- **Working data**
= Beginning of Section =

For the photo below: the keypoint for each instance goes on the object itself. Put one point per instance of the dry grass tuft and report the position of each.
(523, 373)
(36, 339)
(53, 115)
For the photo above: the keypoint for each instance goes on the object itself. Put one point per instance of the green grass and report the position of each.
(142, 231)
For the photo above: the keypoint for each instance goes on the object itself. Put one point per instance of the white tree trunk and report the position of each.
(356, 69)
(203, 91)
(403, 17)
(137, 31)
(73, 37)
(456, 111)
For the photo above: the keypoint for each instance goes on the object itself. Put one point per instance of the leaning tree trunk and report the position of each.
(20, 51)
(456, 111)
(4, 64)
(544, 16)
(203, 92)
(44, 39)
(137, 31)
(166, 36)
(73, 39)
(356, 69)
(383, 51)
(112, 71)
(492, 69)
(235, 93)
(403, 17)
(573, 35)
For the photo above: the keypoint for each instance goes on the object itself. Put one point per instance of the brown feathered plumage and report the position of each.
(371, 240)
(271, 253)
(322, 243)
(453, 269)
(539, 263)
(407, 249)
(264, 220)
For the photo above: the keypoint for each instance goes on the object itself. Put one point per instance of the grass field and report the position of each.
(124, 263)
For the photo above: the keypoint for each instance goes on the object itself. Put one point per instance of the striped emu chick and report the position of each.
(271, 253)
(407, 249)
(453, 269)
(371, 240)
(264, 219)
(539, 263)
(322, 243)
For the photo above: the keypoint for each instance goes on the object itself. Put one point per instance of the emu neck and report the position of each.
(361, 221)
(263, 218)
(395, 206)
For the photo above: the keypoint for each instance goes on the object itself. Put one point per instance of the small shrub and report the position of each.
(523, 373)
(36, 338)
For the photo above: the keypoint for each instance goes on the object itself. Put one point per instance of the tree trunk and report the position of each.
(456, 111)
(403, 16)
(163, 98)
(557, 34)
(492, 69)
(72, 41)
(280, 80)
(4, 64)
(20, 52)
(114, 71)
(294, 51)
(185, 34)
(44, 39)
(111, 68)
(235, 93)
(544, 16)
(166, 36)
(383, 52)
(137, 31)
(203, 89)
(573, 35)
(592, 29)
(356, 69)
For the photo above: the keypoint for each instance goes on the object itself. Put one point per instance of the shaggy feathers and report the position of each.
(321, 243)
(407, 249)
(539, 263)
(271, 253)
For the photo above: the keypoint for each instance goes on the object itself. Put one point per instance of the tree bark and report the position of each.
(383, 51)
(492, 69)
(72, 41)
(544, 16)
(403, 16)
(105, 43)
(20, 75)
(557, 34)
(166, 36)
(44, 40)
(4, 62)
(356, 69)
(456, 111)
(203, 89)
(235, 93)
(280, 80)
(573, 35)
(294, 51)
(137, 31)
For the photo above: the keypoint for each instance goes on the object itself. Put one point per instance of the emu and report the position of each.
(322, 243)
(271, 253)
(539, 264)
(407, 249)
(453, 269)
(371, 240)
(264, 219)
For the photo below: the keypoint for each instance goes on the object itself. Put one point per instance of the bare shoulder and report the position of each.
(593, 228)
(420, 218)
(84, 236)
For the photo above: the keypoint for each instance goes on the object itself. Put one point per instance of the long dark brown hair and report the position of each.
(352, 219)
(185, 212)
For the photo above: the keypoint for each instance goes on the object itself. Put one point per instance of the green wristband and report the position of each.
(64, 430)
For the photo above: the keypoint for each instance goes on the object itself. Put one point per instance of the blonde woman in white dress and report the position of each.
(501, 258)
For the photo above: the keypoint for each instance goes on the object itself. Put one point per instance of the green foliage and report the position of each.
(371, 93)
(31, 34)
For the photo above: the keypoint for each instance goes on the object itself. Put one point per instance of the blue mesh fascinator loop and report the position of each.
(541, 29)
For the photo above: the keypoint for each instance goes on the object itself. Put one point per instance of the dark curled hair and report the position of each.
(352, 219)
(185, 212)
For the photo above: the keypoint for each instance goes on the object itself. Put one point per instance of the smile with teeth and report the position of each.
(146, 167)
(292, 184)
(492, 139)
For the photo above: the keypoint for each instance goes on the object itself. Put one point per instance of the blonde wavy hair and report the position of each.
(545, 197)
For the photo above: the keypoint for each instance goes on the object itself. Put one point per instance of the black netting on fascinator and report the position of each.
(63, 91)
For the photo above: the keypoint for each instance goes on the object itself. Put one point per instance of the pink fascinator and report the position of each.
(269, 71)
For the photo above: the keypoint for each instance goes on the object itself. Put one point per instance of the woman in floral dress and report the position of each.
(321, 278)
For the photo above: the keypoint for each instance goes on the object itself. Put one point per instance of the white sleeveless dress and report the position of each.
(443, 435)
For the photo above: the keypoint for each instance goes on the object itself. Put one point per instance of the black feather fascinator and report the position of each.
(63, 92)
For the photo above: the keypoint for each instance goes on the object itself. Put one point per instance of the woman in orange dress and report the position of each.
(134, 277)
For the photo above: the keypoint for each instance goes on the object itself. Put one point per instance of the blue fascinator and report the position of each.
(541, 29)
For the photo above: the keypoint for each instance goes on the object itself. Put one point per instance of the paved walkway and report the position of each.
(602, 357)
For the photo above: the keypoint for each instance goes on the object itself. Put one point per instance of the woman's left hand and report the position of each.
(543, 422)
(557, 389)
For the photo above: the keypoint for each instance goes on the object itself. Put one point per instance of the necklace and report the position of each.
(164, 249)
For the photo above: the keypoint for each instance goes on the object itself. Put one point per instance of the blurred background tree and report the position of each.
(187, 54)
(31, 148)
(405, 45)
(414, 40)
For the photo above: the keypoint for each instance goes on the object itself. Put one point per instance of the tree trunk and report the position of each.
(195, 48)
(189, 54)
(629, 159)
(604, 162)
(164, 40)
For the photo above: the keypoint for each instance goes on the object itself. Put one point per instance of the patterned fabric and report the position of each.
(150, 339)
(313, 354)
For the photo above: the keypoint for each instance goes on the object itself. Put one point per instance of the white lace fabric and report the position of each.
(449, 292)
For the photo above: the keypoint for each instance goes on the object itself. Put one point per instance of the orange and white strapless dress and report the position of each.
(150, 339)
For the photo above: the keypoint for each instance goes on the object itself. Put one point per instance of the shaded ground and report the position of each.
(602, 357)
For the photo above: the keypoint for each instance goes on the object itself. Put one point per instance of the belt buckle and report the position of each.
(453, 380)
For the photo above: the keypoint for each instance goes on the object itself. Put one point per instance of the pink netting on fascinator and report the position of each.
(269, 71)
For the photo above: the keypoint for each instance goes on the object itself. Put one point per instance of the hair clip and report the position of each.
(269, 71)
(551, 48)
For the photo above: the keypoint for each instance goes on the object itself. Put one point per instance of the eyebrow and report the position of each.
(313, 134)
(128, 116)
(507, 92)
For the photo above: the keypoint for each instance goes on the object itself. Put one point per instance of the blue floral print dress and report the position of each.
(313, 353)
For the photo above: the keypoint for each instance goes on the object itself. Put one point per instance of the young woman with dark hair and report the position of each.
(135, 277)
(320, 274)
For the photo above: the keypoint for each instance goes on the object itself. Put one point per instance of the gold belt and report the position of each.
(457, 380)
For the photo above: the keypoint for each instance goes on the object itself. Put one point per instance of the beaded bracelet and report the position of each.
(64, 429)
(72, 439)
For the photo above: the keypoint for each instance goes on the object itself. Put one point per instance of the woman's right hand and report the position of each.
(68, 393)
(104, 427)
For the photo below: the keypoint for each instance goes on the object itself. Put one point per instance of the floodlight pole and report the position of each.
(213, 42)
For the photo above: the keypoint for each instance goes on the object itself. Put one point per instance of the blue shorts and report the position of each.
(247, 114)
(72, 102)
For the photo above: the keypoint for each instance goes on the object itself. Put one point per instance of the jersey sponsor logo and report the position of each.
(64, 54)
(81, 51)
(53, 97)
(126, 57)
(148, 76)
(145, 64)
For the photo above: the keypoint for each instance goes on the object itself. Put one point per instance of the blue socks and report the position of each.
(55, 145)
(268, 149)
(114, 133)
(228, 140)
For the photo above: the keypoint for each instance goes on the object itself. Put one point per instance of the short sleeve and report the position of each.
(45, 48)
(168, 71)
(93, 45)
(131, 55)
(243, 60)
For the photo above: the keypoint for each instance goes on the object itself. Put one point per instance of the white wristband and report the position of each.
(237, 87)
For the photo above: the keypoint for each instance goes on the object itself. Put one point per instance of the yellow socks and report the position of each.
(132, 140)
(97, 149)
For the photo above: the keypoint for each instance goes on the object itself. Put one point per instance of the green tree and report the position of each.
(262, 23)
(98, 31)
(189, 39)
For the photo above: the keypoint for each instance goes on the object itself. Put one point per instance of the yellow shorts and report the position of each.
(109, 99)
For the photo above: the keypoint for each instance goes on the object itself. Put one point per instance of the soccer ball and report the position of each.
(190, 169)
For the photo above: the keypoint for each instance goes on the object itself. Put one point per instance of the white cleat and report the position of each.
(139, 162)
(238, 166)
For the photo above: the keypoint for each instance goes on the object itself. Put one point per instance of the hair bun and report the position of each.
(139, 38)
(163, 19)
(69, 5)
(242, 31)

= End of Section =

Beginning from the line that contains "bun and report the position of each.", give each line again exactly, through the final line of the records.

For the photo above: the keypoint for each instance goes on the object itself. Put one point per instance of the hair bun and report the position of each.
(139, 38)
(163, 19)
(69, 5)
(242, 31)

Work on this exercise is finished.